(Beginning of TASK DATA)

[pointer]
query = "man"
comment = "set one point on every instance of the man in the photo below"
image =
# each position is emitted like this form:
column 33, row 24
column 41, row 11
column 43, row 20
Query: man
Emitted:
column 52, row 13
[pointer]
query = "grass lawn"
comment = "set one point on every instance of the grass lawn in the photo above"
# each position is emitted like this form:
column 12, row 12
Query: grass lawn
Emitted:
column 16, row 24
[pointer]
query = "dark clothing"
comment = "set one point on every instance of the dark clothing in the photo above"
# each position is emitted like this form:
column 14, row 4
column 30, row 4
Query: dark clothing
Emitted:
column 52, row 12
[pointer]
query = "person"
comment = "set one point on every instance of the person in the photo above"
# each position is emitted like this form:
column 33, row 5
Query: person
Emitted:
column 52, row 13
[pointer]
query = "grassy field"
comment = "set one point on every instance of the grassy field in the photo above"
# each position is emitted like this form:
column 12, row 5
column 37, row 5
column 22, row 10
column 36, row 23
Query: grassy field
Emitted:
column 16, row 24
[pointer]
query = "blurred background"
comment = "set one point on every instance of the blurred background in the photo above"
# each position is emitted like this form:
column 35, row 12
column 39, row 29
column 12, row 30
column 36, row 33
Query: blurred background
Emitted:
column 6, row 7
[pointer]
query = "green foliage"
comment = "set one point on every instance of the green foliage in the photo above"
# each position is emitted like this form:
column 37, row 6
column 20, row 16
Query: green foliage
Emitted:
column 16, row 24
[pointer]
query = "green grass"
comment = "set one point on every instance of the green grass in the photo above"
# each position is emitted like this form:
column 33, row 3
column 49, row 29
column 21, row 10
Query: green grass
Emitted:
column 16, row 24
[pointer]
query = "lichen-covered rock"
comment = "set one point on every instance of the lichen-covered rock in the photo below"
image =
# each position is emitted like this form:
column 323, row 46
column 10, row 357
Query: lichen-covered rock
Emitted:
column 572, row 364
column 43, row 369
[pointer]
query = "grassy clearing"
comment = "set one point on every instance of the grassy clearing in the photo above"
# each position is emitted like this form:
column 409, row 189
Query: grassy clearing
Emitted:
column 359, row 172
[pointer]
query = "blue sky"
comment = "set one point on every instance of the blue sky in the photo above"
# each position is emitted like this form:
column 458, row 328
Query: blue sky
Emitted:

(End of TASK DATA)

All the lines above should appear again in the answer, exactly as written.

**THE COMPLETED TASK**
[pointer]
query = "man"
comment = "set one point on every instance of the man in the photo below"
image =
# each position is emitted like this form:
column 33, row 24
column 41, row 11
column 43, row 20
Query: man
Emitted:
column 52, row 13
[pointer]
query = "grass lawn"
comment = "set one point on every instance of the grass lawn in the photo above"
# each position is emitted like this form:
column 12, row 12
Query: grass lawn
Emitted:
column 16, row 24
[pointer]
query = "dark clothing"
comment = "set one point on every instance of the dark clothing in the photo above"
# each position is emitted like this form:
column 14, row 4
column 30, row 4
Query: dark clothing
Emitted:
column 52, row 12
[pointer]
query = "person"
comment = "set one point on every instance of the person in the photo above"
# each position is emitted like this form:
column 33, row 5
Query: person
Emitted:
column 52, row 13
[pointer]
query = "grassy field"
comment = "set one point on every instance of the grassy field in the photo above"
# each position is emitted like this form:
column 12, row 5
column 37, row 5
column 22, row 10
column 36, row 23
Query: grassy field
Emitted:
column 16, row 24
[pointer]
query = "blurred background"
comment = "set one point on every instance of the blurred background in the photo above"
# each position is emitted like this form:
column 35, row 12
column 39, row 29
column 12, row 30
column 36, row 33
Query: blurred background
Emitted:
column 6, row 7
[pointer]
query = "green foliage"
comment = "set one point on every instance of the green foliage in the photo above"
# each position is emitted like this form:
column 37, row 6
column 20, row 16
Query: green foliage
Emitted:
column 16, row 24
[pointer]
query = "green grass"
comment = "set one point on every instance of the green grass in the photo above"
# each position is emitted like this form:
column 33, row 3
column 49, row 29
column 21, row 10
Query: green grass
Emitted:
column 16, row 24
[pointer]
query = "lichen-covered rock"
comment = "set one point on every instance of the lichen-covered rock in the photo below"
image =
# each position is emitted like this form:
column 323, row 46
column 10, row 357
Query: lichen-covered rock
Emitted:
column 572, row 364
column 43, row 369
[pointer]
query = "grassy clearing"
comment = "set one point on every instance of the grassy clearing in the photo above"
# each position is emitted like this form:
column 409, row 189
Query: grassy clearing
Emitted:
column 359, row 172
[pointer]
query = "blue sky"
comment = "set one point on every instance of the blue sky in the photo above"
# each position is emitted like this form:
column 458, row 328
Query: blue sky
Emitted:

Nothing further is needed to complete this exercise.